++++ EXTRACTED MATERIAL
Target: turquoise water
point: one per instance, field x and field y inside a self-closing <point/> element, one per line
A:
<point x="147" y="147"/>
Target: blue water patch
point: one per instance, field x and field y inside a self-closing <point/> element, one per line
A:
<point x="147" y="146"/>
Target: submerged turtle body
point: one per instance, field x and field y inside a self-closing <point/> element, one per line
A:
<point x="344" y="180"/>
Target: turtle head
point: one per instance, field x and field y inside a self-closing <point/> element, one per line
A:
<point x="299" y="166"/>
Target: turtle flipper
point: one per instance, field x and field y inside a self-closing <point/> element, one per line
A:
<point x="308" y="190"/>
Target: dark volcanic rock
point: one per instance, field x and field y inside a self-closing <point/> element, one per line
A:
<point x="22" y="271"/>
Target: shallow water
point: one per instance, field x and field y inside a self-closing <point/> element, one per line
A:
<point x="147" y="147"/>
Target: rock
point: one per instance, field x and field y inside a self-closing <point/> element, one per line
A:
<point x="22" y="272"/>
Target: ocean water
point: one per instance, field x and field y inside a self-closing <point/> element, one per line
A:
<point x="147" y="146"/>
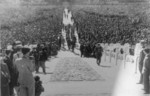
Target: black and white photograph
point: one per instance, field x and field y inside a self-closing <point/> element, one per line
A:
<point x="75" y="47"/>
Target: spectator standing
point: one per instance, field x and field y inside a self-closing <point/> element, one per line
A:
<point x="98" y="53"/>
<point x="42" y="59"/>
<point x="141" y="61"/>
<point x="146" y="71"/>
<point x="5" y="79"/>
<point x="18" y="54"/>
<point x="38" y="86"/>
<point x="13" y="72"/>
<point x="25" y="79"/>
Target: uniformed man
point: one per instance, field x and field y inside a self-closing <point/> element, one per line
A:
<point x="98" y="53"/>
<point x="146" y="71"/>
<point x="141" y="61"/>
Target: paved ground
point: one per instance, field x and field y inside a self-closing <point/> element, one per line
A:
<point x="119" y="80"/>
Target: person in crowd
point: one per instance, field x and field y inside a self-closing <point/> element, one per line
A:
<point x="18" y="53"/>
<point x="98" y="53"/>
<point x="5" y="79"/>
<point x="146" y="71"/>
<point x="36" y="59"/>
<point x="42" y="59"/>
<point x="141" y="61"/>
<point x="82" y="49"/>
<point x="13" y="72"/>
<point x="26" y="80"/>
<point x="73" y="43"/>
<point x="38" y="86"/>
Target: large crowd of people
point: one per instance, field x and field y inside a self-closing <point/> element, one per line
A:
<point x="45" y="32"/>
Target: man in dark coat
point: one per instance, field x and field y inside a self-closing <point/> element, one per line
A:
<point x="98" y="53"/>
<point x="141" y="61"/>
<point x="13" y="72"/>
<point x="5" y="79"/>
<point x="146" y="71"/>
<point x="82" y="49"/>
<point x="42" y="59"/>
<point x="73" y="43"/>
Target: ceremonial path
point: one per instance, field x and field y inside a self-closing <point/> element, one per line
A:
<point x="116" y="80"/>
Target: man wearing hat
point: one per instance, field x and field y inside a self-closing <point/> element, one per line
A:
<point x="25" y="79"/>
<point x="98" y="53"/>
<point x="146" y="71"/>
<point x="13" y="72"/>
<point x="141" y="59"/>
++++++++
*WHAT TO PRODUCE*: Copy only the stretch running from the line containing "Target: large crowd of people" to the final line of the entries, both ends included, exactly as it stands.

*RESULT*:
Target: large crowd of people
point: one per instance, field x and field y inside a self-closing <point/> element, one per line
A:
<point x="45" y="32"/>
Target: man in dark coat
point: one per instance, field x and field y inside a self-closing <point/> element, one per line
A:
<point x="98" y="53"/>
<point x="141" y="61"/>
<point x="13" y="72"/>
<point x="5" y="79"/>
<point x="146" y="71"/>
<point x="82" y="49"/>
<point x="42" y="59"/>
<point x="73" y="43"/>
Target: ceremonial path
point: one per instance, field x and field y inside a self-closing <point/> element, one per line
A:
<point x="116" y="80"/>
Target: man wearing hat
point: one per instance, field x and field y inside a self-closing <point/> element, one per line
A:
<point x="25" y="79"/>
<point x="98" y="53"/>
<point x="146" y="71"/>
<point x="13" y="72"/>
<point x="141" y="59"/>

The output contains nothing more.